_Assignment_: The records below are to be repeated in full, exactly as they are.

_Task data_:
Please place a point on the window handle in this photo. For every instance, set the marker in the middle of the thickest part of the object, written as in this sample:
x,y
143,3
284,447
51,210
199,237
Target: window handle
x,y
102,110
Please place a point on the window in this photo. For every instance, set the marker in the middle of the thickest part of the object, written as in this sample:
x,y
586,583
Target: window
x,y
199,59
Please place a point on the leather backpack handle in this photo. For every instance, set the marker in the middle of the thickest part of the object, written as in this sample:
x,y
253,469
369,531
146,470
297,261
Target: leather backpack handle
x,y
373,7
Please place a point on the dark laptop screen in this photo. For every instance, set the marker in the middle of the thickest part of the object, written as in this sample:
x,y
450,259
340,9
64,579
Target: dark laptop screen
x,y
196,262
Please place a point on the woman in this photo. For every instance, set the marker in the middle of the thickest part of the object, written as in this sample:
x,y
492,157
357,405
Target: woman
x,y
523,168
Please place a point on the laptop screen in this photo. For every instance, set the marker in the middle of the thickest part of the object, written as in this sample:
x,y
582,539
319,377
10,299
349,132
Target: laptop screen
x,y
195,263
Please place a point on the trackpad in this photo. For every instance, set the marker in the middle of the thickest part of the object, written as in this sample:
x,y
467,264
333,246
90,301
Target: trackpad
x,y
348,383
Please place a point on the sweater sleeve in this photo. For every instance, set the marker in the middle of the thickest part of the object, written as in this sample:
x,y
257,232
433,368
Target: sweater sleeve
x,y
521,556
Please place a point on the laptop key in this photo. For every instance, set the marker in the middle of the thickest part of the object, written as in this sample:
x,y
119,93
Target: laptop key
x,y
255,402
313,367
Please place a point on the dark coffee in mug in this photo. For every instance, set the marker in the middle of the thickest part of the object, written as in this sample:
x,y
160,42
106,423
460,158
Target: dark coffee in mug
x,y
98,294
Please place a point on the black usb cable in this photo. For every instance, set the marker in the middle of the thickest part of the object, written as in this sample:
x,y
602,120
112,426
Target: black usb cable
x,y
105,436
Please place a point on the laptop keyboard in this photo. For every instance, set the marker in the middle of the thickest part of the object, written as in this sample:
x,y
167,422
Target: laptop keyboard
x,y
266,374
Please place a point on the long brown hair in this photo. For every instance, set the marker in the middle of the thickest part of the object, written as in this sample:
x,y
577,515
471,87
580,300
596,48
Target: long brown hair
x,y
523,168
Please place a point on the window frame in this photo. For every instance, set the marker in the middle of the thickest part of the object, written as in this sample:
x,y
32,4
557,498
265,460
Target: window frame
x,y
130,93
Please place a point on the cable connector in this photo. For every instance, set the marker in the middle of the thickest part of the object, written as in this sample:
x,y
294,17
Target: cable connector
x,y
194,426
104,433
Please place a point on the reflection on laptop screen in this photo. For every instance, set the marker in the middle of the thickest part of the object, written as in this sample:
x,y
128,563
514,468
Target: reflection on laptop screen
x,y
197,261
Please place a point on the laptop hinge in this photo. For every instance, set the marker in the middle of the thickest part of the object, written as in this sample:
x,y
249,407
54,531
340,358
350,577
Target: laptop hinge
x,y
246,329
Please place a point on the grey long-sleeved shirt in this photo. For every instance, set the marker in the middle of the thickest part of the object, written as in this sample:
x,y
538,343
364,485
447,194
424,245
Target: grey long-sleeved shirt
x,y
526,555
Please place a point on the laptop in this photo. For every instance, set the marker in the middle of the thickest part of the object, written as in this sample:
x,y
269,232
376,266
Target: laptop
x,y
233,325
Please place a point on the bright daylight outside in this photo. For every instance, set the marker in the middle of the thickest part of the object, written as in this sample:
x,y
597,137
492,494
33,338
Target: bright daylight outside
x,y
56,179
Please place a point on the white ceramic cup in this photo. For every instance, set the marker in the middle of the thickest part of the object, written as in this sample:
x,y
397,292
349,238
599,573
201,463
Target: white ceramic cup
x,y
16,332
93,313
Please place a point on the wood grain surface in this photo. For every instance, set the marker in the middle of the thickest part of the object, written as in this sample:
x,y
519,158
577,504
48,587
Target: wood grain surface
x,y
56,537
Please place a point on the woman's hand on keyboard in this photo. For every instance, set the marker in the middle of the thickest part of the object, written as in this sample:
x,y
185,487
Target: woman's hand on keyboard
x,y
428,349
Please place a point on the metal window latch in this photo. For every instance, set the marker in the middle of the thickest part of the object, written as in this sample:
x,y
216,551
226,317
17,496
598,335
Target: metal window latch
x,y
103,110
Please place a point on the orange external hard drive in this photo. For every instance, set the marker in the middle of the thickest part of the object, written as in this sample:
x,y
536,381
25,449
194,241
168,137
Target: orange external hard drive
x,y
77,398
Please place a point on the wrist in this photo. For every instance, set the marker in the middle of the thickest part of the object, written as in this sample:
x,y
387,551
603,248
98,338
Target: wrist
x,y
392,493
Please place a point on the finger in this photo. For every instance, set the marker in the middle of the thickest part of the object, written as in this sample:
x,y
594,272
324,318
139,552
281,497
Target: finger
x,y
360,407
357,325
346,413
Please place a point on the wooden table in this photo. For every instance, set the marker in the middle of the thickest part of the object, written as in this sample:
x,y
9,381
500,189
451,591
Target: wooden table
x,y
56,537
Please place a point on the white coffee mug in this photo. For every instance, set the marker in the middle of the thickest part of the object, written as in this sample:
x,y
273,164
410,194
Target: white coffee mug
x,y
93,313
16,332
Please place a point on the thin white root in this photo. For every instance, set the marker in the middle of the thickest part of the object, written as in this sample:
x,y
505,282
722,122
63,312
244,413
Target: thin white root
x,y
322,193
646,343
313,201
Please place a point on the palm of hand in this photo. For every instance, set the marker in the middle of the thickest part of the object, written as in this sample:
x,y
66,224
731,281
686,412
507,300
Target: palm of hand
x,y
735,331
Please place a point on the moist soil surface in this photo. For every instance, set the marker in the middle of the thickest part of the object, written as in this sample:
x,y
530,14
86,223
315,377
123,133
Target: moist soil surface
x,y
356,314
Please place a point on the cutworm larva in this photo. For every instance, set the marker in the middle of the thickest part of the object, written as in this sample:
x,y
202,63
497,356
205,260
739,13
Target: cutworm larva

_Solution to this exercise_:
Please place a point on the window handle in this photo. For every instance, set the marker in the middle of the thickest part of the object, written as in this sample:
x,y
143,3
284,447
51,210
199,237
Target: window handle
x,y
102,110
Please place a point on the window in this photo. For every instance, set the marker in the middle of the thickest part of the object, written as in this sample:
x,y
586,583
Target: window
x,y
199,59
Please place a point on the leather backpack handle in this photo. For every instance, set the marker in the middle of the thickest part of the object, written as in this sample:
x,y
253,469
369,531
146,470
297,261
Target: leather backpack handle
x,y
373,7
Please place a point on the dark laptop screen in this photo. For every instance, set the marker in the middle of the thickest part of the object, written as in this sample:
x,y
450,259
340,9
64,579
Target: dark laptop screen
x,y
196,262
Please place a point on the woman in this photo. For every instance, set the marker in the middle of the thickest part of the object, written as in this sample:
x,y
492,157
357,405
Target: woman
x,y
523,168
Please place a point on the laptop screen in this photo. For every instance, set the marker in the middle of the thickest part of the object, written as in this sample:
x,y
582,539
319,377
10,299
349,132
Target: laptop screen
x,y
195,263
Please place a point on the trackpad in this photo. For every instance, set the marker in the middle of the thickest part of the object, written as in this sample:
x,y
467,264
333,246
90,301
Target: trackpad
x,y
348,383
Please place a point on the sweater sleeve in this photo. For every instance, set the marker in the middle of the thickest part of the object, written as in this sample:
x,y
257,232
433,368
Target: sweater sleeve
x,y
521,556
Please place a point on the laptop key in this photo. For every instance, set the marker in the middle of the thickest part of the object, written as in this sample:
x,y
119,93
Target: laptop key
x,y
255,402
313,367
Please place a point on the dark coffee in mug in this photo. For every instance, set the marker in the middle of the thickest part of the object, written as in this sample:
x,y
160,42
106,423
460,158
Target: dark coffee in mug
x,y
98,294
Please place a point on the black usb cable in this photo. For every instance, set the marker in the middle of the thickest part of the object, written as in this sample:
x,y
602,120
112,426
Target: black usb cable
x,y
105,436
Please place a point on the laptop keyboard in this photo. For every instance, set the marker in the middle of the thickest part of the object, written as in this sample:
x,y
167,422
Target: laptop keyboard
x,y
266,374
Please place a point on the long brown hair in this photo. For every instance, set the marker in the middle of the thickest part of the object, written as in this sample:
x,y
577,515
471,87
580,300
596,48
Target: long brown hair
x,y
523,168
Please place a point on the window frame in this photo. For every instance, set the marker in the middle of the thickest part of the object, written as in this sample:
x,y
32,4
557,498
265,460
Target: window frame
x,y
130,93
Please place a point on the cable connector in this photo. For every instance, set the marker in the middle of the thickest part of the object, written as in this sample:
x,y
294,17
Target: cable connector
x,y
194,426
104,433
Please place a point on the reflection on laptop screen in this photo. For every instance, set the marker in the middle of the thickest part of the object, written as in this sample:
x,y
128,563
514,468
Target: reflection on laptop screen
x,y
197,261
Please place a point on the laptop hinge in this photo. For every instance, set the marker in the middle of the thickest part of the object, written as in this sample:
x,y
249,407
54,531
340,358
350,577
Target: laptop hinge
x,y
246,329
Please place a point on the grey long-sleeved shirt in this photo. For every instance, set the marker in the middle of the thickest part of the object, written as in this sample:
x,y
538,343
364,485
447,194
424,245
Target: grey long-sleeved shirt
x,y
526,555
Please place a point on the laptop in this photo. For every instance, set the marker in the middle of the thickest part of the object, written as in this sample:
x,y
269,232
376,266
Target: laptop
x,y
233,325
Please place a point on the bright daylight outside in this photo. For every instance, set the marker in the middle of the thickest part of the object, written as in this sample:
x,y
597,137
492,494
33,338
Target: bright daylight outside
x,y
56,179
Please place a point on the white ceramic cup in this photo. For every instance, set the marker in the middle of the thickest part of the object, written as in this sample:
x,y
397,292
349,238
599,573
201,463
Target: white ceramic cup
x,y
16,332
93,313
Please place a point on the wood grain surface in this photo. For every instance, set the marker in the middle of the thickest part of the object, written as in this sample:
x,y
519,158
577,504
48,587
Target: wood grain surface
x,y
56,537
Please place a point on the woman's hand on keyboard in this photo. For every instance, set the marker in the middle of the thickest part of the object, written as in this sample:
x,y
185,487
Target: woman's hand on keyboard
x,y
428,349
Please place a point on the metal window latch in this photo. For every instance, set the marker in the middle of the thickest part of the object, written as in this sample:
x,y
216,551
226,317
17,496
598,335
Target: metal window latch
x,y
103,110
Please place a point on the orange external hard drive in this photo. For every instance, set the marker in the middle of the thickest part of the object, written as in this sample:
x,y
536,381
25,449
194,241
168,137
Target: orange external hard drive
x,y
77,398
Please place a point on the wrist in this photo. For every instance, set the marker in the middle of the thickest part of the object, written as in this sample:
x,y
387,551
603,248
98,338
Target: wrist
x,y
392,493
Please place a point on the finger in this photo. For every instance, set the marker in the middle of the thickest part of the object, written as in this sample:
x,y
594,272
324,318
139,552
281,497
Target: finger
x,y
360,407
357,325
346,413
Please place a point on the wooden table in this photo. For every instance, set the marker in the middle of the thickest part of the object, written as in this sample:
x,y
9,381
500,189
451,591
Target: wooden table
x,y
56,537
Please place a point on the white coffee mug in this photo. For every instance, set the marker in the middle of the thickest part of the object, written as in this sample:
x,y
273,164
410,194
Target: white coffee mug
x,y
93,313
16,332
Please place a point on the thin white root in this photo. For every instance, set the marker in the middle of the thickest part of the object, written as in this sample:
x,y
505,282
722,122
63,312
244,413
Target: thin white root
x,y
322,193
646,343
313,201
Please place a point on the palm of hand in this photo. For every instance, set the marker in the middle of the thickest part of the object, written as in this sample:
x,y
66,224
731,281
686,412
507,300
Target: palm of hand
x,y
735,331
Please place a point on the moist soil surface in this photo. For every instance, set the marker in the middle of the thickest part of the object, written as in this sample:
x,y
530,14
86,223
315,377
123,133
Target: moist soil surface
x,y
356,314
Please place a point on the cutworm larva in this photo. For every instance, set the marker in the middle of the thickest part of the object, written as in this sample:
x,y
202,63
497,356
205,260
739,13
Target: cutworm larva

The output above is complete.